## Brief
Copy out every line from the start of the entries through the line holding "left=260, top=0, right=370, bottom=300", inclusive, shifting each bounding box coordinate in the answers by adding -105 to it. Leave all other lines unchanged, including the coordinate format samples.

## Exercise material
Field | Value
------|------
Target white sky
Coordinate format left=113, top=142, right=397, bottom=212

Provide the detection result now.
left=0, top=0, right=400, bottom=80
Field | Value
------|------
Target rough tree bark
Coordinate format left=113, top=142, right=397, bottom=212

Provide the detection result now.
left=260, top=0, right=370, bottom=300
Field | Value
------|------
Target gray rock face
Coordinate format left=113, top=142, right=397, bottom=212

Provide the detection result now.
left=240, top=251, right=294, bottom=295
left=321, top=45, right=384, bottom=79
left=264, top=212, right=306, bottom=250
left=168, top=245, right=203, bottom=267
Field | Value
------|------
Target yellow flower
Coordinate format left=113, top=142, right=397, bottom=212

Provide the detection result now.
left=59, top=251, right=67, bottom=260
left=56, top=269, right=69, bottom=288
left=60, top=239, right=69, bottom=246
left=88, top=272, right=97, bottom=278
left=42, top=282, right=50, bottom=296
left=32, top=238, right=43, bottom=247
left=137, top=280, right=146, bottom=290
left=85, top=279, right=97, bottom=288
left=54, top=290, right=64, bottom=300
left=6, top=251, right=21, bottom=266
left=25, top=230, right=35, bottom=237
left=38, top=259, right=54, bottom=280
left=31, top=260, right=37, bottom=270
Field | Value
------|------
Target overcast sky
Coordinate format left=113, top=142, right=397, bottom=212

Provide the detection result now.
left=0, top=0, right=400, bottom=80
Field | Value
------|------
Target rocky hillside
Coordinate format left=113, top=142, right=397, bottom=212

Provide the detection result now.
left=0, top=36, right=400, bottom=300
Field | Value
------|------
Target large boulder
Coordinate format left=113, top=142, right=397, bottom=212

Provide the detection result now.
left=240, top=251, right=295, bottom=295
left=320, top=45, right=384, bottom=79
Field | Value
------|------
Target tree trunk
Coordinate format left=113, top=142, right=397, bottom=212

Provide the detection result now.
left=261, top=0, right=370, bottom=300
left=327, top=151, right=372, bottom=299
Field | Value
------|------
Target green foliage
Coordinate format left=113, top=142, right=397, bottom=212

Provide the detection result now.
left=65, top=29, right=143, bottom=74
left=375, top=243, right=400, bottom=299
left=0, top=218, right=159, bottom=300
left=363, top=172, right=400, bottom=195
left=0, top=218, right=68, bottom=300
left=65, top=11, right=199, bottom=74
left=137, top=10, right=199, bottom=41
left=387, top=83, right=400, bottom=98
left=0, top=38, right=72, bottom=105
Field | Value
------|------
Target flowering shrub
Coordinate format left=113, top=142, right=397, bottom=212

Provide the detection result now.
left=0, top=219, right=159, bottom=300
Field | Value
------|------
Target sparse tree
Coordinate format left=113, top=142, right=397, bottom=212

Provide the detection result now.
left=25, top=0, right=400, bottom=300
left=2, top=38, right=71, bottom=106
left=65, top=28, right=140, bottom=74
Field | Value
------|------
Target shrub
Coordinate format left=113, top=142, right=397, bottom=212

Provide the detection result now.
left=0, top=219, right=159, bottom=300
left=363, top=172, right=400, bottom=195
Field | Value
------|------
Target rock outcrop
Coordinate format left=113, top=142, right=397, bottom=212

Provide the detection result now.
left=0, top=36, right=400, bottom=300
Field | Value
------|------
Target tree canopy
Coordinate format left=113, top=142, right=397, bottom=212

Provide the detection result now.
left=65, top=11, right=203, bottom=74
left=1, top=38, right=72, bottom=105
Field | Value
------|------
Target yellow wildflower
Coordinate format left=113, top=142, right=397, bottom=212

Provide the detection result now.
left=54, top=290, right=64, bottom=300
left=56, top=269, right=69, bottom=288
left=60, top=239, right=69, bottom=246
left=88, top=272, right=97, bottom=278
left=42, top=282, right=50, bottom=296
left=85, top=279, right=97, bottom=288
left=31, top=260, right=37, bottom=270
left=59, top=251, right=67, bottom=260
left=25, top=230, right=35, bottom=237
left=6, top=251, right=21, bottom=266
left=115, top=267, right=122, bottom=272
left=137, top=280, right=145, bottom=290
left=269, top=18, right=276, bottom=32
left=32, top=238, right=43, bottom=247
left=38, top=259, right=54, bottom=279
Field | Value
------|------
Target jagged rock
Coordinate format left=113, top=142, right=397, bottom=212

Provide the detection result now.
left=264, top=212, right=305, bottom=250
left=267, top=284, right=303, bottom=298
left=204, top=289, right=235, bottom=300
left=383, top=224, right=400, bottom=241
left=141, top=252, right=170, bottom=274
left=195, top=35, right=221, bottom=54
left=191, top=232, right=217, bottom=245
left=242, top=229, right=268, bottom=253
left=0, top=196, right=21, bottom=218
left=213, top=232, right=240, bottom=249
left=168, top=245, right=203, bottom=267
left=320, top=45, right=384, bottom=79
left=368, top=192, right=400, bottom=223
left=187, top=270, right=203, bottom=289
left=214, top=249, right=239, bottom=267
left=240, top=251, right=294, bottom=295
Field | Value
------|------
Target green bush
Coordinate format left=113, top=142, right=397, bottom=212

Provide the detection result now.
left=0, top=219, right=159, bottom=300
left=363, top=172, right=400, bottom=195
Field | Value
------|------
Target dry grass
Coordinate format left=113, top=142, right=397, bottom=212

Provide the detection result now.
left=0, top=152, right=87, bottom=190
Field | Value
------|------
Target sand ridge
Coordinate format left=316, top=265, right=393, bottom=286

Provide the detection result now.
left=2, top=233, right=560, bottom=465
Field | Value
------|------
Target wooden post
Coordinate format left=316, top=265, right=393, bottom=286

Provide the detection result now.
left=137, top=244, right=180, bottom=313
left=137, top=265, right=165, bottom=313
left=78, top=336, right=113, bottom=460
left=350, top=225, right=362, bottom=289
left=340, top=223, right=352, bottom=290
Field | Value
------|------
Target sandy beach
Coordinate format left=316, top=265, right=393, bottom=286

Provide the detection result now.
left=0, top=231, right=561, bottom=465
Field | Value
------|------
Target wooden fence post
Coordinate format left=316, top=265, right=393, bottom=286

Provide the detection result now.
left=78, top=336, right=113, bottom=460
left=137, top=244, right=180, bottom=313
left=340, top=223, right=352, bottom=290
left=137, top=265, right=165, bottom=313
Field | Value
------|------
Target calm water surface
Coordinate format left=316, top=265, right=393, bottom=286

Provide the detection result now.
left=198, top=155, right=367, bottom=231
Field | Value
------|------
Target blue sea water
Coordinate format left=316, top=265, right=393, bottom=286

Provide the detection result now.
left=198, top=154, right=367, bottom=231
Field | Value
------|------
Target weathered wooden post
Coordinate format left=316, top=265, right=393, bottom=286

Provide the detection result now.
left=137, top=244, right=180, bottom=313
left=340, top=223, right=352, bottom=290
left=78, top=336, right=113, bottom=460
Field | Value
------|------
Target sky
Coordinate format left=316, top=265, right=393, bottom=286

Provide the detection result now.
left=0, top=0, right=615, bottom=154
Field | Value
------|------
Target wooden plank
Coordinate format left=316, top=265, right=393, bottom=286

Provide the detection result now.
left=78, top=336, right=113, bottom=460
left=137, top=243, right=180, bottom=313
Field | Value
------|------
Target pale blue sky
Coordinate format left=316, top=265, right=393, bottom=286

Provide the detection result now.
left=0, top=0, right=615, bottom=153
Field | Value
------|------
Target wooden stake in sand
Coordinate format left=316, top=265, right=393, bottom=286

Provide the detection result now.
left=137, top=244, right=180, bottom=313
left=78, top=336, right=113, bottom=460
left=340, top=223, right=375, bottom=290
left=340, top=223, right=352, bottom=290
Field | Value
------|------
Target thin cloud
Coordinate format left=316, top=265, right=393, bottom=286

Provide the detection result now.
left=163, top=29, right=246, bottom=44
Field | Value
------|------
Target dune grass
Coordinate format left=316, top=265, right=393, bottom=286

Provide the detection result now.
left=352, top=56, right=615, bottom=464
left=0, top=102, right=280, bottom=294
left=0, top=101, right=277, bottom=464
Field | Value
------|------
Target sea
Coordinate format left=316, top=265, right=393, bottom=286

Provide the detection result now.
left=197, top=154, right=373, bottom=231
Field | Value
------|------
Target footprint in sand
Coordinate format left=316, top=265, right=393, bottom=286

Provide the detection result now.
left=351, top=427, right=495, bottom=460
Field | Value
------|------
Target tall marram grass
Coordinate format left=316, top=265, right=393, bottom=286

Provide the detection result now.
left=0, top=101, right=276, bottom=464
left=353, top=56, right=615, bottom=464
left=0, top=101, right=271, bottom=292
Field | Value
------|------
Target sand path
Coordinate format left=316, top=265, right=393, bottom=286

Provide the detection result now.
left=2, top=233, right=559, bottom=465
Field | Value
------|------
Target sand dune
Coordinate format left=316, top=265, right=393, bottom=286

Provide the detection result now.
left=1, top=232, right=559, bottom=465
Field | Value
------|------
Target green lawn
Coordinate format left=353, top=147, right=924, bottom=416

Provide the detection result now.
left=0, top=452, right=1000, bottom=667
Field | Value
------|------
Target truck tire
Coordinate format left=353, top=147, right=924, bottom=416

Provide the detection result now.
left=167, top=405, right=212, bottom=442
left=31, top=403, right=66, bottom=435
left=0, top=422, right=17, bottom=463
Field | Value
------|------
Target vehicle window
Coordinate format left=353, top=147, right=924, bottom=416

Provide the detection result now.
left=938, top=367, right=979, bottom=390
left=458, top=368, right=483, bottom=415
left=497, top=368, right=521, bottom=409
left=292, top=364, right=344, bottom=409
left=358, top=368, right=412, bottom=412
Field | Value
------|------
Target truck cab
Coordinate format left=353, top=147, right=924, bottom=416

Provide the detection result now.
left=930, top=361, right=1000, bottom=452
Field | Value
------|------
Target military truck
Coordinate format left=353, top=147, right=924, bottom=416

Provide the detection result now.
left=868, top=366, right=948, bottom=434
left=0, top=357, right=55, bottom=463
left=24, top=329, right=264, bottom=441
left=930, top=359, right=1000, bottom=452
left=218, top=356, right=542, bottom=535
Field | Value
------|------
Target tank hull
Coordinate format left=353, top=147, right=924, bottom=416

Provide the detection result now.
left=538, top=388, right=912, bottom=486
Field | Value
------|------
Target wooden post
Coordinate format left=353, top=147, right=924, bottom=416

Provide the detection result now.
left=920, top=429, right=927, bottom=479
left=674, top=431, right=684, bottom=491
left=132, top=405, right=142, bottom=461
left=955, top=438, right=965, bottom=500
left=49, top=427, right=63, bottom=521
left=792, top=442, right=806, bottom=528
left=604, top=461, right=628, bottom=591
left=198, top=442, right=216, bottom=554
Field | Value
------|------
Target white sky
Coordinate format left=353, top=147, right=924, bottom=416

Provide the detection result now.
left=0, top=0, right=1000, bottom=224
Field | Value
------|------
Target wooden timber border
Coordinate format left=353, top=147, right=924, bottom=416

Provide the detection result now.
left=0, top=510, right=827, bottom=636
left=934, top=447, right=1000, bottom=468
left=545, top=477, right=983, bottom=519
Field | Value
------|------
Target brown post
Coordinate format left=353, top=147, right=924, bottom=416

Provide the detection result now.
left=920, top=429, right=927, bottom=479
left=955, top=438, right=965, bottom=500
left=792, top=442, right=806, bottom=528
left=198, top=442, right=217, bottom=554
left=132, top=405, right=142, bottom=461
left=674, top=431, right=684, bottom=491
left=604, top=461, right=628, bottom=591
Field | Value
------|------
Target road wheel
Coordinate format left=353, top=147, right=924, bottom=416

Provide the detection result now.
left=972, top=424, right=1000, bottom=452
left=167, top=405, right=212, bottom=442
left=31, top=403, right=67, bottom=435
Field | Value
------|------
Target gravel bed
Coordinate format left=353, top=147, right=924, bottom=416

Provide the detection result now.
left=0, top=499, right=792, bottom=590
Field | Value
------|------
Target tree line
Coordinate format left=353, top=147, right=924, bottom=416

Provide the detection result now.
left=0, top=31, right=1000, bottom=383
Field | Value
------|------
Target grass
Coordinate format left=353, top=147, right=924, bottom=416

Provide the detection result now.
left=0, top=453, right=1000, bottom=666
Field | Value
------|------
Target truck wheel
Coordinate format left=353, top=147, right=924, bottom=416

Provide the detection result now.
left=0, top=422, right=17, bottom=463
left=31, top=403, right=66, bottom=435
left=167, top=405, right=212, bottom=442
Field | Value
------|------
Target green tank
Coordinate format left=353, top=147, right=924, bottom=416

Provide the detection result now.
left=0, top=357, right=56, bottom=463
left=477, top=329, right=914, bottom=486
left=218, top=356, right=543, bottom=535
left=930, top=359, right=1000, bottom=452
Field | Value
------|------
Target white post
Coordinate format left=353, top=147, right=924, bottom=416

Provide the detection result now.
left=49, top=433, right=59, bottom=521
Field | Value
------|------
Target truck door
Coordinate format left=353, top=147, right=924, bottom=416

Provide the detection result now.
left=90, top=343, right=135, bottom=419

## The response
Field | Value
------|------
Target white sky
Coordinate format left=113, top=142, right=397, bottom=212

Provide the detection result now.
left=-105, top=-105, right=295, bottom=-25
Field | Value
------|------
Target rough tree bark
Coordinate format left=113, top=142, right=397, bottom=212

Provide the detection result now.
left=155, top=-105, right=265, bottom=195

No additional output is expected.